EXERCISE PROMPT:
Produce a verbatim copy of the following records, leaving out all pictures.

Stored entries:
================================

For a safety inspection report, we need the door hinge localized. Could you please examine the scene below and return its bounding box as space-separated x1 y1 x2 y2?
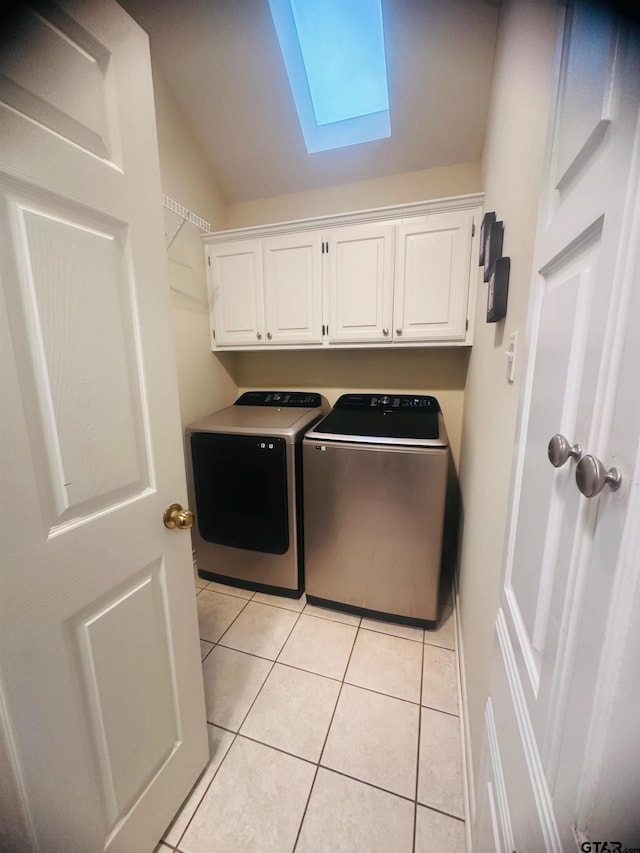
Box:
212 329 216 341
322 324 326 335
466 319 469 331
208 255 211 266
472 223 476 237
321 241 329 253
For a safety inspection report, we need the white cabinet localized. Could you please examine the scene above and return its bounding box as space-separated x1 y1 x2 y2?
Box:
208 240 264 347
263 232 323 345
394 212 473 342
326 223 395 344
208 233 323 347
203 194 482 350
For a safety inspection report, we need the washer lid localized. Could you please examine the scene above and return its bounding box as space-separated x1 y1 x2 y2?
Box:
305 393 448 447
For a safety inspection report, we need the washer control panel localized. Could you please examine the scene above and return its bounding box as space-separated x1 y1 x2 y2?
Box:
335 394 440 412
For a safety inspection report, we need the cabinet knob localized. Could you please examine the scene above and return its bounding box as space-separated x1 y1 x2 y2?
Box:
382 328 389 336
548 434 582 468
267 331 272 340
576 455 622 498
396 328 403 337
256 332 262 340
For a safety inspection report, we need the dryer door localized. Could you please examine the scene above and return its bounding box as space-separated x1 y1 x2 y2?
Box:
190 433 289 554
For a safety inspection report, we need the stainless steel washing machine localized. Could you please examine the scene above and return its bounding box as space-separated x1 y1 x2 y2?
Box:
186 391 327 598
303 393 449 626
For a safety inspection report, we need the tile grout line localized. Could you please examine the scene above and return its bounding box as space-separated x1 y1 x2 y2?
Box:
421 702 461 719
291 614 362 851
226 728 441 813
226 724 468 823
188 589 461 851
197 588 252 646
413 632 426 852
418 802 467 824
174 596 306 852
173 601 306 851
211 594 260 647
233 604 307 732
291 765 320 852
170 728 240 851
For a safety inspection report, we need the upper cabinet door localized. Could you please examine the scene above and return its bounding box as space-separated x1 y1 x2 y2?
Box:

================================

SOLVED EXERCISE:
For a safety inspection report, we need the door hinge localized. Could you please examine the scene below and return its bounding box as space-separated x1 y1 x2 y2?
Box:
212 329 216 341
322 324 326 335
466 319 469 331
208 255 211 266
472 223 476 237
321 241 329 253
For a safety inspection report, we need the white cabinet localized. Could you please examine the scene above and return its bounding box as space-separated x1 y1 x2 y2?
Box:
208 240 264 347
263 232 323 345
394 212 473 342
326 223 395 344
208 233 323 347
203 194 482 350
For a safety inspection report, we need the washer lid localized. Could you please examine the scene above and return its bounding box as space-separated x1 y1 x2 y2?
Box:
305 393 448 447
For a safety inspection report, we need the washer control panel localized. Could you please examine the scene above and return its bounding box as space-separated x1 y1 x2 y2?
Box:
335 394 440 412
For a safety inspection report, we need the cabinet knob localized. Could you please examine the scene above and return its bounding box as space-separated x1 y1 x2 y2?
Box:
382 328 389 336
548 434 582 468
267 331 272 340
576 455 622 498
396 328 403 337
256 332 262 340
For a safety inspection report, we need the dryer door localized. Could you please examine the scene above and return its bounding box as space-separated x1 y1 x2 y2?
Box:
190 433 289 554
For a safety inspection report, we need the stainless steel washing machine localized. Could you please examine the scene above and return its bounding box as space-separated x1 y1 x2 y2?
Box:
186 391 327 598
303 393 449 626
For a safety inspection report, we need the tile grout line localized. Could you please examine the scene above and return its bounding box as space-separated x1 y1 x2 y2?
Box:
421 702 461 719
291 614 362 851
226 728 441 813
226 724 468 823
188 589 461 851
197 588 252 646
413 632 426 852
418 802 467 824
174 596 306 852
173 601 306 851
211 594 260 647
233 604 307 732
291 765 320 852
170 728 240 851
For a safety inspection report, we need the upper cabinet door localized. Could you please examine the scene above and return its bounding box as space-separated x1 y1 x2 y2?
Box:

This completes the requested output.